▶ [Task brief]: Can you reproduce the records below word for word, every line of each one?

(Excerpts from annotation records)
++++++++++++++++++++
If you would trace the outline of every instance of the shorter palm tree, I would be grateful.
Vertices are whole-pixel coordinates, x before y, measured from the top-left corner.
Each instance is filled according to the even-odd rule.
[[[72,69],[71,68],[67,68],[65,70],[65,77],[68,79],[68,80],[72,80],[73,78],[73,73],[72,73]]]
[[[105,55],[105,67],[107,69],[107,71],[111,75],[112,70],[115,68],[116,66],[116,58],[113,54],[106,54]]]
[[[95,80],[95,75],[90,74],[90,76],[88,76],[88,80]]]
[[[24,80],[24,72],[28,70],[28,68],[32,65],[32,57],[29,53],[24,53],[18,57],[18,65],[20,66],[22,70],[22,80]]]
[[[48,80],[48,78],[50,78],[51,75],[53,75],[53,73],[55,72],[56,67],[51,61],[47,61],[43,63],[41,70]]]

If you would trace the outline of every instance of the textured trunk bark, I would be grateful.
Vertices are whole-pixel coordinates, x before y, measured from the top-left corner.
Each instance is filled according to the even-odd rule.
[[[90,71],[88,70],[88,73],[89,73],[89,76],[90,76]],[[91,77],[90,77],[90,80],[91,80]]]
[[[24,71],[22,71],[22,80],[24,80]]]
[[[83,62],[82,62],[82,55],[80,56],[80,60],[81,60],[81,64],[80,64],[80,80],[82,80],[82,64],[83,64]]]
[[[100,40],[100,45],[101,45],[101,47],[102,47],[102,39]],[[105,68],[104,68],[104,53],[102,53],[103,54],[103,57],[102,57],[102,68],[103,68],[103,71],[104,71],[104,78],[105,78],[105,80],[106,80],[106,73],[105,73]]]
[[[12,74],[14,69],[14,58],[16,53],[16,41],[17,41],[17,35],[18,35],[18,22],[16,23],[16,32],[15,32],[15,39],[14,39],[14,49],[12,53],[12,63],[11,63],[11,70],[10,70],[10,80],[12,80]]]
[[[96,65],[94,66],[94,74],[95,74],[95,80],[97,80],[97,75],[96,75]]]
++++++++++++++++++++
▶ [Response to this task]:
If you would trace the outline of every instance of the shorter palm tree, I would be grateful.
Vertices are whole-pixel coordinates, x before y, measured from the top-left corner.
Each instance is filled according to the even-odd rule.
[[[72,69],[71,68],[67,68],[65,70],[65,77],[68,79],[68,80],[72,80],[73,78],[73,73],[72,73]]]
[[[105,55],[105,67],[107,69],[107,71],[111,75],[112,70],[115,68],[116,66],[116,58],[113,54],[106,54]]]
[[[95,80],[95,75],[90,74],[90,76],[88,76],[88,80]]]
[[[24,80],[24,72],[28,70],[28,68],[32,65],[32,57],[29,53],[24,53],[18,57],[18,65],[20,66],[22,70],[22,80]]]
[[[48,80],[48,78],[50,78],[51,75],[53,75],[53,73],[55,72],[56,67],[51,61],[47,61],[43,63],[41,70]]]

If you would trace the outline of every instance of the textured trunk bark, I would be grateful.
Vertices are whole-pixel coordinates, x before y, measured from the top-left corner.
Each instance is filled according to the even-odd rule.
[[[90,71],[88,70],[88,73],[89,73],[89,76],[90,76]],[[91,77],[90,77],[90,80],[91,80]]]
[[[24,71],[22,71],[22,80],[24,80]]]
[[[83,62],[82,62],[82,55],[80,56],[80,60],[81,60],[81,64],[80,64],[80,80],[82,80],[82,64],[83,64]]]
[[[100,40],[100,45],[101,45],[101,47],[102,47],[102,39]],[[105,68],[104,68],[104,53],[102,53],[103,54],[103,57],[102,57],[102,68],[103,68],[103,71],[104,71],[104,78],[105,78],[105,80],[106,80],[106,73],[105,73]]]
[[[12,74],[14,69],[14,58],[16,53],[16,41],[17,41],[17,35],[18,35],[18,22],[16,23],[16,32],[15,32],[15,39],[14,39],[14,49],[12,53],[12,63],[11,63],[11,70],[10,70],[10,80],[12,80]]]
[[[96,65],[94,66],[94,74],[95,74],[95,80],[97,80],[97,75],[96,75]]]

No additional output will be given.